(Records of labeled boxes)
»»

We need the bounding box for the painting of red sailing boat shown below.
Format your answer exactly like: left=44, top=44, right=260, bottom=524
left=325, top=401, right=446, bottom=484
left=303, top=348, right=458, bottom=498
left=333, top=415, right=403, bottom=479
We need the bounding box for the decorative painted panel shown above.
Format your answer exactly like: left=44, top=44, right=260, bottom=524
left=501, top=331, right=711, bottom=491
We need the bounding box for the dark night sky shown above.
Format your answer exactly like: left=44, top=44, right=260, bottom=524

««

Render every line of the records as a Markdown table with two columns, Row and Line, numbering the rows in order and omitting blank lines.

▶ **Result of the task**
| Row | Line |
|---|---|
| 1 | We need the bounding box for the painting of red sailing boat shown below. |
| 2 | Format your answer exactly like: left=44, top=44, right=260, bottom=524 |
| 3 | left=325, top=401, right=446, bottom=484 |
| 4 | left=303, top=348, right=458, bottom=498 |
| 5 | left=333, top=415, right=403, bottom=479 |
| 6 | We need the bounding box for the decorative painted panel shown above. |
| 7 | Format your answer exactly like: left=44, top=44, right=260, bottom=524 |
| 8 | left=501, top=331, right=711, bottom=491 |
| 9 | We need the bounding box for the dark night sky shown above. |
| 10 | Format your answer exactly like: left=44, top=44, right=260, bottom=524 |